» **Text provided**
────

21 Health Secrets Your Gut Is Trying to Tell You
Is your digestive system a constant source of trouble and pain? Here's what all those nagging symptoms can mean—and how to manage them.
You need a probiotic
If you experience gastric distress like bloating, gas, constipation, diarrhea, or even acid reflux, you could likely benefit from probiotics. "Daily probiotics support and rejuvenate the microbiome by helping to balance the gut flora, assist digestion, help your body make vitamins and absorb minerals, strengthen the immune system, and improve metabolism," says Frank Lipman, MD, bestselling author and founder of Be Well and the Eleven Eleven Wellness Center in New York City. The gut microbiome is a collection of good bacteria that affect your digestive health and can be improved by eating yogurt and fermented foods like sauerkraut, kimchi, and kefir, or by taking a daily probiotic supplement. "Based on current research, find a probiotic that has as many different strains [of bacteria] as possible," says Erika Angle, PhD, biochemist and CEO of microbiome fitness company Ixcela. "By taking a probiotic, you are skewing the Darwinian competition in your gut, giving different species an equal chance to survive and allowing for a more balanced and diverse microbiome."
A diverse microbiome is a healthy microbiome. Watch for these silent signs that your microbiome could be in trouble.
You're exposed to too many chemicals
According to recent studies, gut microbiota dysbiosis can be induced by environmental pollutants. "Pain in the gut or bowel habits that are unusual are often signs of a damaged microbiome," Dr. Angle says. Paying more attention to the health of your gut, she says, "begins with monitoring what we put in and on our bodies, because processed foods, chemical exposure through creams, lotions, and detergents, and medications can often have negative side effects that reduce or change the makeup of microorganisms in the gut." Dr. Lipman says junk food, GMOs, conventionally or factory-farmed meats may also impact your inner ecology. "Almost no one reaches adulthood with their microbiome in tip-top shape—it picks up a few dents and dings along the way," he says. Research is still emerging on exactly how these factors impact your microbiome, but eating a diet of whole foods—including pastured, free-range, and wild caught meats meats, eggs, and fish and organic produce whenever possible—and taking a probiotic may benefit it. If you need some motivation to improve your gut health, here's how a healthy gut microbiome could add years to your life.

────

» **Your tasks**
1. Answer these questions from the gut health article:
(a) Which company does Erika Angle head as CEO?
(b) In what city is the Eleven Eleven Wellness Center?
(c) What do recent studies say can induce gut microbiota dysbiosis?
2. Please reproduce the part of the gut health article starting with "21 Health Secrets" and going on through "to manage them.".
3. Write what comes next in the gut health article, picking up after its final sentence.

Records excerpted from a collection:
────

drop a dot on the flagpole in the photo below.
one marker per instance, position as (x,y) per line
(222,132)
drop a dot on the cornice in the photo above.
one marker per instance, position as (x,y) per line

────

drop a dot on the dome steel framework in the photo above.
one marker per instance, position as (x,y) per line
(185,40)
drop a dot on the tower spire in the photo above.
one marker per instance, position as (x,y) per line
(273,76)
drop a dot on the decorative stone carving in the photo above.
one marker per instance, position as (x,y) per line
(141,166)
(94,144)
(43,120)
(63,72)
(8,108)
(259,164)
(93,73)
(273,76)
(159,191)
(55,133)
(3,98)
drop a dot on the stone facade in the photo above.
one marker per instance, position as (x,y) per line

────

» **Numbered answers**
1.
(a) Ixcela
(b) New York City
(c) Environmental pollutants

2.
21 Health Secrets Your Gut Is Trying to Tell You
Is your digestive system a constant source of trouble and pain? Here's what all those nagging symptoms can mean—and how to manage them.

3.
You have a weak immune system
A good portion of the immune system is in the gut, and cells in the gut lining produce important antibodies. In addition, bacteria in the gut produce three key B vitamins—biotin, folate, and vitamin B12. In addition, the condition of the gut affects nutrient absorption, which in turn affects the immune system and overall health—so if you're frequently sick, your gut might be to blame. "When your gut is balanced with good bacteria, it works properly to defend your body from infections, colds, and illness," Dr. Lipman says. "If there is an imbalance, the body loses its ability to cope and ward off bad bugs, which leads to frequent sickness." If you feel "off," Dr. Lipman says, a first step may be to restore and balance your microbiome. Research shows if the good bugs in your digestive system aren't fed the proper nutrients, they may fail to thrive and protect against disease. "Certain bacterial species secrete powerful antioxidants known to help strengthen the immune system," Dr. Angle says. "If we have an imbalanced or reduced number of microorganisms, the antioxidants are no longer produced, making us more susceptible to illness." Did you know that the number of nitrite-eating bacteria in your mouth can predict whether you are a migraine sufferer? Learn more surprising things your microbiome reveals about you.
Your sleep patterns need correcting
Lack of sleep can affect your gut heath—and vice versa. "A growing number of studies now suggest that the vast and diverse microbial ecosystem of the gut has its own daily rhythms," says The Sleep Doctor Michael Breus, PhD. "These microbiome rhythms appear to be deeply entwined with circadian rhythms—research suggests that both circadian and microbial rhythms are capable of influencing and disrupting the other." One way your gut influences sleep is through the production of the chemical serotonin, which influences your sleep/wake cycle. "If asked, most people would say serotonin is created in the brain—however, more than 80 percent of serotonin created in the body is created in the gut," Dr. Angle says. "Serotonin plays an important role across a wide variety of conditions, and can contribute to sleep problems." Here are 50 more surprising things about your brain you didn't know.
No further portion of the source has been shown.